All documented features are **public APIs**, accessible via subcommands. Internal implementation details (e.g., low-level k-mer engines) are omitted.
---
## Core Subcommands
### `obik index`
Builds or extends a k-mer set group from raw sequences:
- Configurable `k` (231) and optional minimizer size (`m`) for space-efficient hashing.
- Filters by k-mer frequency: `--minocc`, `--maxocc`.
- Entropy-based low-complexity filtering (`--entropy-threshold`, `--entropy-size`).
- Supports metadata tagging at group, set, and per-set levels (`--set-tag`, `--index-id`).
- Optionally saves top *N* frequent k-mers (`--save-freq-kmers`) for downstream analysis.
- Parallel sequence processing with atomic counters and thread-safe batching.
### `obik ls`
Lists metadata of k-mer sets in an index:
- Accepts glob-like `--set PATTERN`s to filter target sets.
- Outputs structured metadata: set index, ID, and k-mer count (`count`).
- Supports multiple formats: CSV (default), JSON, YAML.
- No k-mers themselves are printed—only set-level summaries.
### `obik summary`
Aggregates and reports comprehensive statistics:
- Structural info: k, m, partitions, total sets/unique kmers.
- Per-set stats: ID, count, disk usage (computed recursively).
- Optional pairwise **Jaccard distance matrix** for similarity analysis.
- Multi-format export (JSON/YAML/CSV) with full metadata preservation.
### `obik cp`
Copies selected or all k-mer sets from a source index to a new destination:
- Requires `<source_index>` and `<dest_dir>`.

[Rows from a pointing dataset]
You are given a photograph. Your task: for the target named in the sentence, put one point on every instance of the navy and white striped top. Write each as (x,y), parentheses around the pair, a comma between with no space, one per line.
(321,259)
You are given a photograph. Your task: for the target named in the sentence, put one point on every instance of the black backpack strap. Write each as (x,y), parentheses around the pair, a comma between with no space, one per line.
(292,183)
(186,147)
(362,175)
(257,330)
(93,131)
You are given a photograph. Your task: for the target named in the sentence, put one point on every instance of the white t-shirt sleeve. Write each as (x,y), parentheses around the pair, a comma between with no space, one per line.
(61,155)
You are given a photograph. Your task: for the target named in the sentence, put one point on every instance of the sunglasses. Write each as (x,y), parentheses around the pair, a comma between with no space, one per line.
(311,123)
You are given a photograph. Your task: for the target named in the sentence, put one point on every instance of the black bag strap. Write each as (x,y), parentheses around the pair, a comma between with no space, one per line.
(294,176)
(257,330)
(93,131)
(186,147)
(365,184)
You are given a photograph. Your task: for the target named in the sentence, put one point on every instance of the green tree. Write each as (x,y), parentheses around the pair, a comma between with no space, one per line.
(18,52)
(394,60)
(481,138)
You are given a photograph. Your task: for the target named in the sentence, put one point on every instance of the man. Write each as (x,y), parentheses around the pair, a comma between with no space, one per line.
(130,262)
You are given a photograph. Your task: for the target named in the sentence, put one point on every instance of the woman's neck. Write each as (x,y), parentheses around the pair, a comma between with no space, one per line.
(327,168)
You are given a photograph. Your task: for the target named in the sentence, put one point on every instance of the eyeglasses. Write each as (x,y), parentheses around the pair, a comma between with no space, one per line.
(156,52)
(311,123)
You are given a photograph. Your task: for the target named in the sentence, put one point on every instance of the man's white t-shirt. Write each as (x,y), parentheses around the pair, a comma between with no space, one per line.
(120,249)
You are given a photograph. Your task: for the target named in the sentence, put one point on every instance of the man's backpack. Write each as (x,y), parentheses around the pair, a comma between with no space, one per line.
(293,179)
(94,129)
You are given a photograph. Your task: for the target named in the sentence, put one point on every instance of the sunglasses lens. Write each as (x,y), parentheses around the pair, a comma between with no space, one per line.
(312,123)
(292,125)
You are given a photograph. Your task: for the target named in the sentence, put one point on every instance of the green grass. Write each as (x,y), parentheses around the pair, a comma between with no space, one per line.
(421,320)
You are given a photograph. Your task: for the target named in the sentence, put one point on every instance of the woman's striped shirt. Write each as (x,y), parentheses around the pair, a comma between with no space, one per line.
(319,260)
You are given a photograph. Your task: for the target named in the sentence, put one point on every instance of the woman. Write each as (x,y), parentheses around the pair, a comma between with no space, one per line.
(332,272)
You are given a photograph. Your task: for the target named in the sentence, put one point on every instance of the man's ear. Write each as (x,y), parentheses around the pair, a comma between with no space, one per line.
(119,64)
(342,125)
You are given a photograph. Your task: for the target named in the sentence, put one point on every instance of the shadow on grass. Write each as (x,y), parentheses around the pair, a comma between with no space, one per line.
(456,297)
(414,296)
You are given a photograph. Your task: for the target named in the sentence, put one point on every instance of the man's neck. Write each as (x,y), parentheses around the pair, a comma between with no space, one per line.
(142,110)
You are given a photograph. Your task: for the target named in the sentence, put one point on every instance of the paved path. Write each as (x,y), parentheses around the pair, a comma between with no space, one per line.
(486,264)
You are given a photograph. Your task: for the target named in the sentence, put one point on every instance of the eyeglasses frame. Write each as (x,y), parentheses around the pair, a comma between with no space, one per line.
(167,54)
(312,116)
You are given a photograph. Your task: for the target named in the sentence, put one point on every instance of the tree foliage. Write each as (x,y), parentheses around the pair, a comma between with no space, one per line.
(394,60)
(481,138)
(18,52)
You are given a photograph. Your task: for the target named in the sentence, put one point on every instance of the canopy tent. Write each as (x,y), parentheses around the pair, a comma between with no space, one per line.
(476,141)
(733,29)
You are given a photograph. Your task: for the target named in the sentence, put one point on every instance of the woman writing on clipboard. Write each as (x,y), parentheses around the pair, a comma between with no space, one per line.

**TASKS AND EXERCISES**
[A] In the obik subcommand text, rewrite the passage between "- Parallel sequence" and "filter target sets.", inclusive, changing "Lists" to "Displays".
[B] According to the obik subcommand text, which output formats does `obik ls` support, and which one is the default?
These records are separate from the obik subcommand text.

**ANSWERS TO THE PROBLEMS**
[A]
- Parallel sequence processing with atomic counters and thread-safe batching.
### `obik ls`
Displays metadata of k-mer sets in an index:
- Accepts glob-like `--set PATTERN`s to filter target sets.

[B] It supports CSV, JSON, and YAML, with CSV as the default.